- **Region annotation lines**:
##########

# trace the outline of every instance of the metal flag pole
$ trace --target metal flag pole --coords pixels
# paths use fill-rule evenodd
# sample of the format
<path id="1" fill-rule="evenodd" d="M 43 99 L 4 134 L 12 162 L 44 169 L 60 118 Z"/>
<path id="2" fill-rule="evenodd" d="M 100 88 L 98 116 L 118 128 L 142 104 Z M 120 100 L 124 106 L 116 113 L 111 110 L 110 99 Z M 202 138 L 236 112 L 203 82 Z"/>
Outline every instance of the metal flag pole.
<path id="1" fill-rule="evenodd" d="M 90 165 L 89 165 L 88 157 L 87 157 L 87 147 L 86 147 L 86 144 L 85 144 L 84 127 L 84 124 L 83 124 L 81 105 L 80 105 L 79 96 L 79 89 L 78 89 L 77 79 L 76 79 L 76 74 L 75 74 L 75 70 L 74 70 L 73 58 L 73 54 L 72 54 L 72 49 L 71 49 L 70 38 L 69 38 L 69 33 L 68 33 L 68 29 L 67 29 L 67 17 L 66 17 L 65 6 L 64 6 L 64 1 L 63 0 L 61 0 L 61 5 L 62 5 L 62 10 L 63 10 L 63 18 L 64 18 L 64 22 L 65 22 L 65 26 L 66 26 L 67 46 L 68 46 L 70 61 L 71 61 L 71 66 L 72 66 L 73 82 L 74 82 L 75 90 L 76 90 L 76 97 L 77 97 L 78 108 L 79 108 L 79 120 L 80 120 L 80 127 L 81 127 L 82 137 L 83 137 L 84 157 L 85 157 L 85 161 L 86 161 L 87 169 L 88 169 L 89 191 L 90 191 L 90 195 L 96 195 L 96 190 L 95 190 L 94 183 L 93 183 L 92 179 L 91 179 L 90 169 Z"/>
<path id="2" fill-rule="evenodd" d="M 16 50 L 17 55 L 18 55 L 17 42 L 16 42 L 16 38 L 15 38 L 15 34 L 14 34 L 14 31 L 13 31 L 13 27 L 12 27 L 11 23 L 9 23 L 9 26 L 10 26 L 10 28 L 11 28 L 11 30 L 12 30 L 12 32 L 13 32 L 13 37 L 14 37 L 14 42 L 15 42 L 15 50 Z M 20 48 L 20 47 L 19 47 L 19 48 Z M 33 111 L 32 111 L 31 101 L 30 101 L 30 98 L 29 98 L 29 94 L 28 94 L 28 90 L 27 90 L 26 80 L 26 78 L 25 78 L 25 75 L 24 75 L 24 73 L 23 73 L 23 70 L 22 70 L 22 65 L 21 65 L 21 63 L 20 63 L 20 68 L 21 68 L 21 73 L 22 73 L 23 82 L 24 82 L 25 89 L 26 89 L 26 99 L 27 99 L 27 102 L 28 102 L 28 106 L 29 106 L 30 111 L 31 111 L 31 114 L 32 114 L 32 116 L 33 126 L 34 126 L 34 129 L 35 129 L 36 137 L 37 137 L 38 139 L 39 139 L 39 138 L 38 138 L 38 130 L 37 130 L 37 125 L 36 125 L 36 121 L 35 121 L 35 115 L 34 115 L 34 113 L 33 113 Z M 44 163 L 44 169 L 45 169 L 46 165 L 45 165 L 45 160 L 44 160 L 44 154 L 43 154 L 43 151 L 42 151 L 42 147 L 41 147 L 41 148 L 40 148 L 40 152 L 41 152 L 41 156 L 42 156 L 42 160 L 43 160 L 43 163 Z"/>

##########

- **WRITTEN REQUEST**: Can you rewrite all of the lines above as a Markdown table with the columns "n" and "Line", numbering each row and leaving out any blank lines?

- **SOLUTION BELOW**:
| n | Line |
|---|---|
| 1 | # trace the outline of every instance of the metal flag pole |
| 2 | $ trace --target metal flag pole --coords pixels |
| 3 | # paths use fill-rule evenodd |
| 4 | # sample of the format |
| 5 | <path id="1" fill-rule="evenodd" d="M 43 99 L 4 134 L 12 162 L 44 169 L 60 118 Z"/> |
| 6 | <path id="2" fill-rule="evenodd" d="M 100 88 L 98 116 L 118 128 L 142 104 Z M 120 100 L 124 106 L 116 113 L 111 110 L 110 99 Z M 202 138 L 236 112 L 203 82 Z"/> |
| 7 | Outline every instance of the metal flag pole. |
| 8 | <path id="1" fill-rule="evenodd" d="M 90 165 L 89 165 L 88 157 L 87 157 L 87 147 L 86 147 L 86 144 L 85 144 L 84 127 L 84 124 L 83 124 L 81 105 L 80 105 L 79 96 L 79 89 L 78 89 L 77 79 L 76 79 L 76 74 L 75 74 L 75 70 L 74 70 L 73 58 L 73 54 L 72 54 L 72 49 L 71 49 L 70 38 L 69 38 L 69 33 L 68 33 L 68 29 L 67 29 L 67 17 L 66 17 L 65 6 L 64 6 L 64 1 L 63 0 L 61 0 L 61 5 L 62 5 L 62 10 L 63 10 L 63 18 L 64 18 L 64 22 L 65 22 L 65 26 L 66 26 L 67 46 L 68 46 L 70 61 L 71 61 L 71 66 L 72 66 L 73 82 L 74 82 L 75 90 L 76 90 L 76 97 L 77 97 L 78 108 L 79 108 L 79 120 L 80 120 L 80 127 L 81 127 L 82 137 L 83 137 L 84 157 L 85 157 L 85 161 L 86 161 L 87 169 L 88 169 L 89 191 L 90 191 L 90 195 L 96 195 L 96 190 L 95 190 L 94 183 L 93 183 L 92 179 L 91 179 L 90 169 Z"/> |
| 9 | <path id="2" fill-rule="evenodd" d="M 16 50 L 17 55 L 18 55 L 17 42 L 16 42 L 16 38 L 15 38 L 15 34 L 14 34 L 14 31 L 13 31 L 13 27 L 12 27 L 11 23 L 9 23 L 9 26 L 10 26 L 10 28 L 11 28 L 11 30 L 12 30 L 12 32 L 13 32 L 13 37 L 14 37 L 14 42 L 15 42 L 15 50 Z M 20 48 L 20 47 L 19 47 L 19 48 Z M 33 111 L 32 111 L 31 101 L 30 101 L 30 98 L 29 98 L 29 94 L 28 94 L 28 90 L 27 90 L 26 80 L 26 78 L 25 78 L 25 75 L 24 75 L 24 73 L 23 73 L 23 70 L 22 70 L 22 65 L 21 65 L 21 63 L 20 63 L 20 68 L 21 68 L 21 73 L 22 73 L 23 82 L 24 82 L 25 89 L 26 89 L 26 99 L 27 99 L 27 102 L 28 102 L 28 106 L 29 106 L 30 111 L 31 111 L 31 114 L 32 114 L 32 116 L 33 126 L 34 126 L 34 129 L 35 129 L 36 137 L 37 137 L 38 139 L 39 139 L 39 138 L 38 138 L 38 130 L 37 130 L 37 125 L 36 125 L 36 121 L 35 121 L 35 115 L 34 115 L 34 113 L 33 113 Z M 44 163 L 44 169 L 45 169 L 46 165 L 45 165 L 45 160 L 44 160 L 44 154 L 43 154 L 43 151 L 42 151 L 42 147 L 41 147 L 41 148 L 40 148 L 40 152 L 41 152 L 41 156 L 42 156 L 42 160 L 43 160 L 43 163 Z"/> |